## Entries shown
╔══

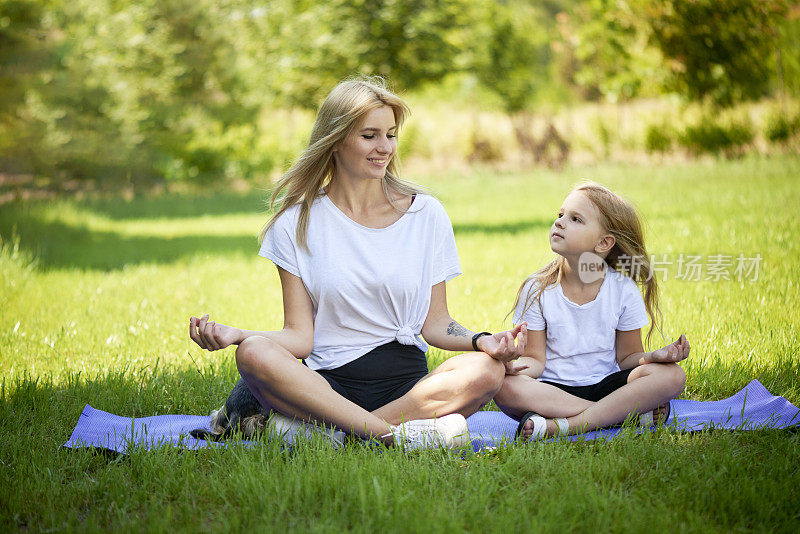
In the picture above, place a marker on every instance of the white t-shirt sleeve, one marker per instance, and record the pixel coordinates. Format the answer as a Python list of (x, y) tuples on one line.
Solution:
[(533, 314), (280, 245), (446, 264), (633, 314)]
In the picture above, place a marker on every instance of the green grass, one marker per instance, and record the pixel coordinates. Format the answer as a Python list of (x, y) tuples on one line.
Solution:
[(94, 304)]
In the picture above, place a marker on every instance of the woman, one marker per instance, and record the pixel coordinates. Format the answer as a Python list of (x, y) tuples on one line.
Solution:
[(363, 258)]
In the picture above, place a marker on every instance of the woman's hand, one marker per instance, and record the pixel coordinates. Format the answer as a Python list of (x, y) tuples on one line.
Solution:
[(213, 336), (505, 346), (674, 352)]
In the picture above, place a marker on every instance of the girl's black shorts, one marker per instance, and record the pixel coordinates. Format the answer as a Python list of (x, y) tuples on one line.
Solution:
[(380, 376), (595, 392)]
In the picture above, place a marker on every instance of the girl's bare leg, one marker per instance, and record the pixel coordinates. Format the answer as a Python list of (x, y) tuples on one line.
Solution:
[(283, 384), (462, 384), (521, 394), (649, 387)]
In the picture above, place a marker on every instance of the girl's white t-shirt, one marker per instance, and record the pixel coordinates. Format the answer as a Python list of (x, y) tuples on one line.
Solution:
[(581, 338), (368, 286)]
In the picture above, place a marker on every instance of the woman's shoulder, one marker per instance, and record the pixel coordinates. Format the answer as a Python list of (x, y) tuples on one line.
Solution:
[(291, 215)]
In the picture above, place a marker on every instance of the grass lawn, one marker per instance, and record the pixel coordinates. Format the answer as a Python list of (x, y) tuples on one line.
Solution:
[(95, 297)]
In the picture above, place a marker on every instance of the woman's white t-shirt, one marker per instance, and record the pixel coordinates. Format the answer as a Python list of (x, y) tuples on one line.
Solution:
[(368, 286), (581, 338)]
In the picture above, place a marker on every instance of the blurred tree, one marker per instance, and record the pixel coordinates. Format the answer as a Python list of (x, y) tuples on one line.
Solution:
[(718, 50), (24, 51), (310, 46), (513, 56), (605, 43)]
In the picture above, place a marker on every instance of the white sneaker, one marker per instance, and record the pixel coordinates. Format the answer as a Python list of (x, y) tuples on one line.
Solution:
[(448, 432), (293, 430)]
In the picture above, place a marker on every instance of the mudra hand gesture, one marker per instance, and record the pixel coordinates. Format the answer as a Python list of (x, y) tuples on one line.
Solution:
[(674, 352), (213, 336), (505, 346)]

╚══
╔══

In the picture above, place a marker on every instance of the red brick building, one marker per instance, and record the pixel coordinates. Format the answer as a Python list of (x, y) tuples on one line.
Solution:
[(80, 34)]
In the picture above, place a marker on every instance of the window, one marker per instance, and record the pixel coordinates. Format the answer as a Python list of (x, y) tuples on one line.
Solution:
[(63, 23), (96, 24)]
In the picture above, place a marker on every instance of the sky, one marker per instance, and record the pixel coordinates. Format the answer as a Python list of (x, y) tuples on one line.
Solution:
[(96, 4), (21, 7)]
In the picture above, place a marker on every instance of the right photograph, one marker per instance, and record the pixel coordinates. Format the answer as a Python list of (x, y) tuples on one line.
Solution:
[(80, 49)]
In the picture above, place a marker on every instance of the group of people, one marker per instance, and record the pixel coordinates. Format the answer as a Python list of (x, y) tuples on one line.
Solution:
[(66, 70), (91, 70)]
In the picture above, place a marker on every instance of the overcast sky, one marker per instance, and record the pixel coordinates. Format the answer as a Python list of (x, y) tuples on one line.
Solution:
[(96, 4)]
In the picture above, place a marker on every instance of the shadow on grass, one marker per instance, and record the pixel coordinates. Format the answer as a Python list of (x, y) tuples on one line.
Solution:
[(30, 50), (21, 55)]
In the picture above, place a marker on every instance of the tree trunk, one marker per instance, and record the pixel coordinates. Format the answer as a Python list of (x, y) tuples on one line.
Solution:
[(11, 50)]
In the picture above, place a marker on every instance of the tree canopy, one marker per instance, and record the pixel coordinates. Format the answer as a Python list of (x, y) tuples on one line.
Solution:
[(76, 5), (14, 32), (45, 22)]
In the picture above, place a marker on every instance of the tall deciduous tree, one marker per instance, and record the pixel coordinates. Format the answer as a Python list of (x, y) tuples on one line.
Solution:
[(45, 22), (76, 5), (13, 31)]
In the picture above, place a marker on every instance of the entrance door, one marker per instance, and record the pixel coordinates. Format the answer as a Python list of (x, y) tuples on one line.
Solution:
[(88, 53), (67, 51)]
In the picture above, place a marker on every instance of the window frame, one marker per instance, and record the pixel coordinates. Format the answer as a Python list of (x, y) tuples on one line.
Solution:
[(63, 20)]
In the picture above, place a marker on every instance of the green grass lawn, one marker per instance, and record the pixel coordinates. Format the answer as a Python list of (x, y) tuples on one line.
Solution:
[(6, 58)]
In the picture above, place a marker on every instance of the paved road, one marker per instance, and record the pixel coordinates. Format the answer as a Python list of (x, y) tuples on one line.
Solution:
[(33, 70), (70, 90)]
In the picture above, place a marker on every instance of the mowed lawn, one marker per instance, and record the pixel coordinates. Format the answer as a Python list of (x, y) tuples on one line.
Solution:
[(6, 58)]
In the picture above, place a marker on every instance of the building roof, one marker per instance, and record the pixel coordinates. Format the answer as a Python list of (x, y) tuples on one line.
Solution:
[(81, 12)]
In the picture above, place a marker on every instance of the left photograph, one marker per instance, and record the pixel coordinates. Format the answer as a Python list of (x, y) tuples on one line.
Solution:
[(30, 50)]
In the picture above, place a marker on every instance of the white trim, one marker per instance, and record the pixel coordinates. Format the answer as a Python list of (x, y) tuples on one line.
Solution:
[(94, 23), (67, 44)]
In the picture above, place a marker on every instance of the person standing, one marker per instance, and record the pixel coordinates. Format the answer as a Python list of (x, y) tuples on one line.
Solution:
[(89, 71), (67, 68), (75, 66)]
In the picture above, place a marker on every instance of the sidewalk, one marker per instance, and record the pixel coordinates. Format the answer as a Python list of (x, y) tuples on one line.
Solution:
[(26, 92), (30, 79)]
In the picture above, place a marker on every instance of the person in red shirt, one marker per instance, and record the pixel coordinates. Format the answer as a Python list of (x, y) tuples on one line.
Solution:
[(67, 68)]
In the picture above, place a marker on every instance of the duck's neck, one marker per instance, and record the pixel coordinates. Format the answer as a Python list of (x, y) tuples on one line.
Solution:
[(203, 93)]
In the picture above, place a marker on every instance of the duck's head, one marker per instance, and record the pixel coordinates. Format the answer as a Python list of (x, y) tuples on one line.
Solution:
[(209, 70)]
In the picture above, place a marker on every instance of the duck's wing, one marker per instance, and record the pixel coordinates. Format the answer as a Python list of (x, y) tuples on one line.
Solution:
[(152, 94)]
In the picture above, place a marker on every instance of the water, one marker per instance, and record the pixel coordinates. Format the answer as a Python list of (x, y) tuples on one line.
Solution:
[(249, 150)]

╚══

## What you need to do
Each line above that contains the word "window" should be counted, and only the total given.

## Written solution
2